Exercise requirements:
- 1) From the article on partisan priorities below, list the four issues that the Gallup report places on the conservative end, where Republicans scored higher than Democrats.
- 2) According to the Pew poll cited in the article on partisan priorities below, what percentage of Republicans consider protecting the environment a top priority?

Page text:

I’m a Republican that Agrees with President Obama on Climate

January 30, 2014

Rev. Mitch Hescox in Patheos:

President Obama got it exactly right last night at the beginning of his State of the Union address when he said it is the hard-working citizens of our great nation that make the state of our Union strong, and that the United States is the best positioned country in the world to succeed in the 21st Century.

This is in spite of divisions within our great nation that continue to hold us back from achieving our full potential.

Social scientist Robert Putnam, of “bowling alone” fame, and his colleagues have done extensive research on the current attitudes and values of Americans.  They have confirmed what many of us know in our gut: the greatest thing that divides us today is politics or political ideology – not religion, not race, the two main things that divided us in our fairly recent past.  As Putnam said in a 2010 interview about his book, American Grace, “the underlying division [in America today] is not actually mostly about religion. It’s mostly about politics.”

And as a Pew poll just found, at the heart of this divide is protecting the environment: 65% of Democrats consider it a top priority, but only 28% of Republicans do – a yawning gulch of 37 points.

Huffington Post:

Gallup headlined on 28 January 2014,“Democrats and Republicans Differ on Top Priorities,” and reported that the biggest difference between supporters of the two Parties concerned “The environment,” where 71% of Democrats said it’s important to them, versus only 32% of Republicans who did: a whopping difference of 39%, between the two Parties, considered that issue to be important. The second-biggest difference was on “The distribution of income and wealth”: 72% of Democrats, versus only 38% of Republicans – a 34% difference. Third came “Poverty and homelessness”: 82% of Democrats, versus 53% of Republicans – a 29% difference. Fourth came “Education”: 91% of Democrats, versus 70% of Republicans – a 21% difference.

Here were the four issues on the conservative end, the four issues where Republicans scored the largest amount higher (more concerned) than Democrats: First, “The military and national defense”: 76% of Republicans, versus 61% of Democrats – a 15% difference – considered that issue to be important. Second, “Taxes”: 69% of Republicans, versus 56% of Democrats – a 13% difference. Third, “Terrorism”: 77% of Republicans, versus 68% of Democrats – a 9% difference. Fourth, “Government surveillance of U.S. citizens”: 45% of Republicans, versus 37% of Democrats – an 8% difference (but if the President had been a Republican, Democrats might have been more concerned about that issue than Republicans would have been).

Source data:
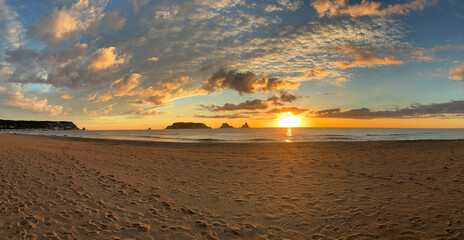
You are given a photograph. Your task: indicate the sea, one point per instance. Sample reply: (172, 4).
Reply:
(243, 135)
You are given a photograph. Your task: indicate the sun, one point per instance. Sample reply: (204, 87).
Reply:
(288, 120)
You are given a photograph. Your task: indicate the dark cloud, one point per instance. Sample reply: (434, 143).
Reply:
(422, 111)
(245, 82)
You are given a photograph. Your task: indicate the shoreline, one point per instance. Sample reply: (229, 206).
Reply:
(101, 189)
(225, 141)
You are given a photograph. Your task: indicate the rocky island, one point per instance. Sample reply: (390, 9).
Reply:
(226, 125)
(187, 125)
(36, 125)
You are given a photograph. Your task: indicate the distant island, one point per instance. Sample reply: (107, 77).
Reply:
(187, 125)
(226, 125)
(37, 125)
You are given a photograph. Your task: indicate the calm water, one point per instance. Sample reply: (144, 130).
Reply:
(265, 134)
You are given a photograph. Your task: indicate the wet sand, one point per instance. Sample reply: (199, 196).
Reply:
(65, 188)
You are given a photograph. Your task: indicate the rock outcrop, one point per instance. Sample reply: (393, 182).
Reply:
(37, 125)
(187, 125)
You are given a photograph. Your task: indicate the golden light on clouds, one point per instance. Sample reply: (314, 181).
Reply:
(288, 120)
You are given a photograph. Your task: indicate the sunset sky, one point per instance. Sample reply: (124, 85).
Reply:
(133, 64)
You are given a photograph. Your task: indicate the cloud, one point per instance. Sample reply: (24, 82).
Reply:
(12, 28)
(162, 91)
(457, 73)
(257, 104)
(333, 8)
(62, 68)
(106, 110)
(66, 96)
(363, 57)
(65, 23)
(165, 14)
(113, 20)
(153, 59)
(17, 100)
(227, 116)
(283, 96)
(245, 82)
(104, 58)
(415, 111)
(120, 87)
(293, 110)
(312, 73)
(328, 93)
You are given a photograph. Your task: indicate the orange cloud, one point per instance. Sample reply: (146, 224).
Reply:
(366, 8)
(17, 100)
(312, 73)
(104, 58)
(360, 57)
(67, 22)
(66, 96)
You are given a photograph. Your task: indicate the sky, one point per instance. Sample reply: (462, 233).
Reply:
(134, 64)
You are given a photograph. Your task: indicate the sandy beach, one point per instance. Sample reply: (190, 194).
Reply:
(66, 188)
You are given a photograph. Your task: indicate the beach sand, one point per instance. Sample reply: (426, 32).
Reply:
(65, 188)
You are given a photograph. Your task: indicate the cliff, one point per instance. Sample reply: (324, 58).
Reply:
(42, 125)
(188, 125)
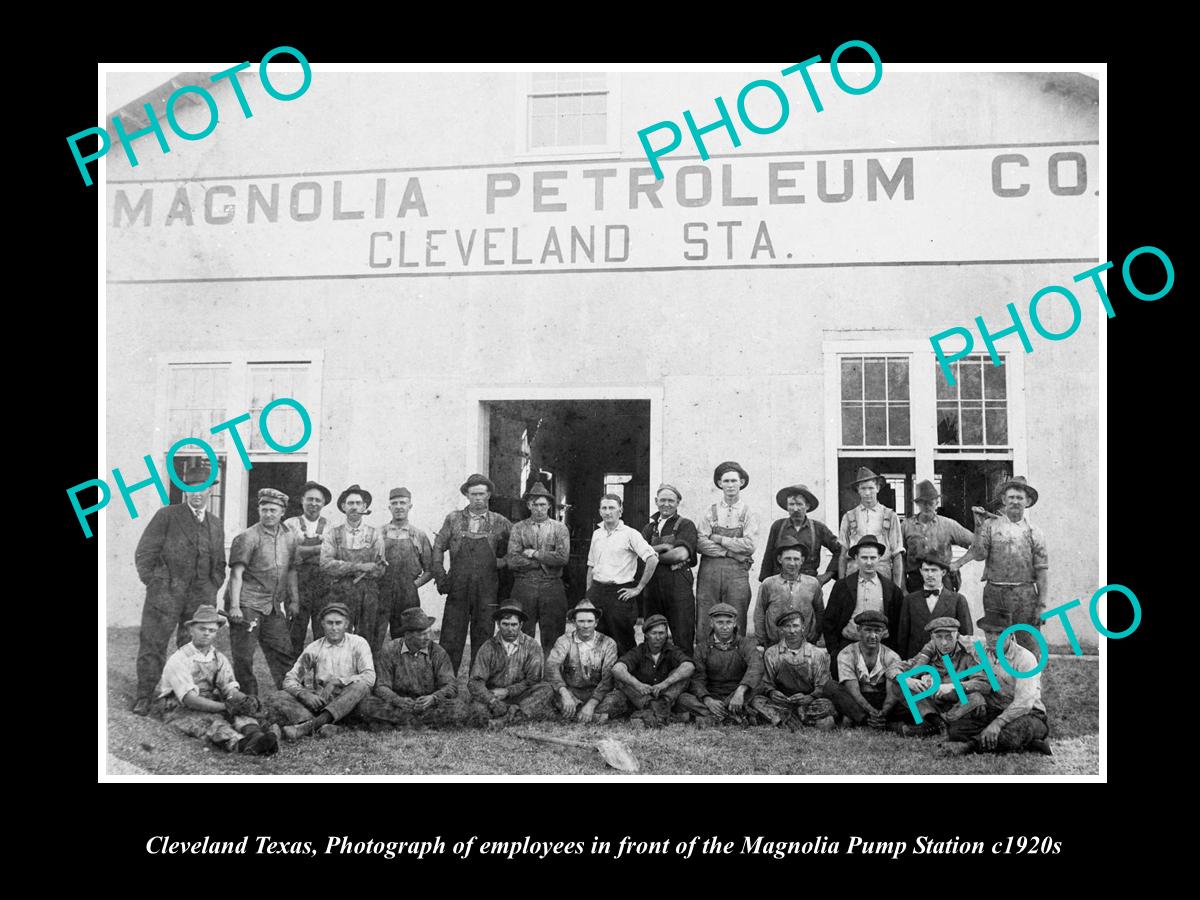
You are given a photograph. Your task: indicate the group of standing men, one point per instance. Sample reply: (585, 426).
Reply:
(895, 592)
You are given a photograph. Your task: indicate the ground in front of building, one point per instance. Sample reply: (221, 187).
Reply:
(1071, 693)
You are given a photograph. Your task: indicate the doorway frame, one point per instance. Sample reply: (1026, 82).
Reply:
(479, 414)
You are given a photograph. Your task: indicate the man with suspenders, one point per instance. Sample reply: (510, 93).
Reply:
(726, 535)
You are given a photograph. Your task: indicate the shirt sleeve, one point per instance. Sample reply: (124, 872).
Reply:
(555, 663)
(177, 676)
(1041, 556)
(846, 669)
(606, 664)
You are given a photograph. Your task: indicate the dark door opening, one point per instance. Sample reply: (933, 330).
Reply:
(574, 447)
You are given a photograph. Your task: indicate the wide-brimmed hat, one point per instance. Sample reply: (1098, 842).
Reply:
(342, 609)
(207, 615)
(654, 622)
(721, 610)
(348, 491)
(995, 619)
(943, 622)
(474, 480)
(509, 610)
(864, 474)
(197, 475)
(414, 619)
(583, 606)
(791, 491)
(935, 557)
(730, 466)
(871, 617)
(868, 540)
(1018, 481)
(269, 495)
(539, 490)
(310, 485)
(790, 541)
(925, 491)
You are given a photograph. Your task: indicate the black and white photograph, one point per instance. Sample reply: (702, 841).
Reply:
(604, 421)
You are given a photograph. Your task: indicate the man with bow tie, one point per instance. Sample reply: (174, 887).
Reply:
(180, 558)
(933, 601)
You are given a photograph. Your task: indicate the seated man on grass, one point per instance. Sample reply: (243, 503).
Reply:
(505, 675)
(943, 706)
(331, 677)
(580, 669)
(415, 683)
(1012, 719)
(729, 669)
(199, 696)
(652, 676)
(796, 685)
(868, 671)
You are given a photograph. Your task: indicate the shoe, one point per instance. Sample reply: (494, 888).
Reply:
(1042, 745)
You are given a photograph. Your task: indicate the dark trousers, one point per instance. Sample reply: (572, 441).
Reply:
(617, 617)
(852, 712)
(912, 581)
(670, 594)
(1021, 603)
(544, 600)
(163, 613)
(269, 631)
(1014, 736)
(313, 587)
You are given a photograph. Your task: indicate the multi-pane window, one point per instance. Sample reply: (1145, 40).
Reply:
(875, 402)
(568, 109)
(973, 412)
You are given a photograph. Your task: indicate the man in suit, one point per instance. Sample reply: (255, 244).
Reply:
(180, 558)
(933, 601)
(858, 592)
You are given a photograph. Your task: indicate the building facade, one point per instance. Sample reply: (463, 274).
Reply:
(480, 273)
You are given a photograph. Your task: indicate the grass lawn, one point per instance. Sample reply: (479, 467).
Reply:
(1071, 693)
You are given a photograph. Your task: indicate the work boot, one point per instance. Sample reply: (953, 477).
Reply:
(294, 732)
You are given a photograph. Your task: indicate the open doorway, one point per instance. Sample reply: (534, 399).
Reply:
(577, 449)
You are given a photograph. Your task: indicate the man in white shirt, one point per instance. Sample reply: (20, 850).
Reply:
(1014, 718)
(612, 563)
(726, 537)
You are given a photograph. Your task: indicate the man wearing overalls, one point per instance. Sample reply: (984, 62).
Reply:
(871, 517)
(313, 585)
(409, 557)
(478, 540)
(352, 557)
(726, 535)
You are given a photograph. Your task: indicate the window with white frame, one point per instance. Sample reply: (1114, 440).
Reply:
(569, 113)
(197, 394)
(897, 413)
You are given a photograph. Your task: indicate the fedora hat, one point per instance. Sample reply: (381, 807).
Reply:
(868, 540)
(790, 541)
(925, 491)
(730, 466)
(791, 491)
(312, 485)
(509, 610)
(1018, 481)
(348, 491)
(864, 474)
(539, 490)
(207, 615)
(583, 606)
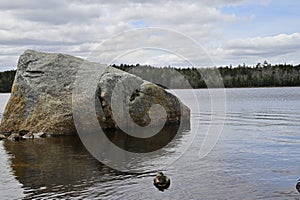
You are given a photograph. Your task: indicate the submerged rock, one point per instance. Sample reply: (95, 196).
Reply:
(2, 137)
(41, 97)
(15, 137)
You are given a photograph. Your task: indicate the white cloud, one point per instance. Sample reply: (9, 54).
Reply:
(278, 48)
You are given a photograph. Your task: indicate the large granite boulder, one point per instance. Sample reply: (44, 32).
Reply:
(41, 96)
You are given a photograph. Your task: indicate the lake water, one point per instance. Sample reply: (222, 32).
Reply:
(256, 157)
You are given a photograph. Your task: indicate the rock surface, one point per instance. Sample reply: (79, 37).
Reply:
(41, 97)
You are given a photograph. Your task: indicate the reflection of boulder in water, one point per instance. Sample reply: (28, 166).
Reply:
(146, 145)
(62, 164)
(55, 164)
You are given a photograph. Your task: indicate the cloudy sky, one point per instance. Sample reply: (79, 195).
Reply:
(230, 31)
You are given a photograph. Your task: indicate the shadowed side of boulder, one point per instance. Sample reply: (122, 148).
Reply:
(41, 96)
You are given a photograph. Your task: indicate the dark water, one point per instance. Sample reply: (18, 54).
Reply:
(256, 157)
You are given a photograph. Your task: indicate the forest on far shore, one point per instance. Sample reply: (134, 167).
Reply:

Results by task:
- 1)
The military and national defense
Taxes
Terrorism
Government surveillance of U.S. citizens

- 2) 28%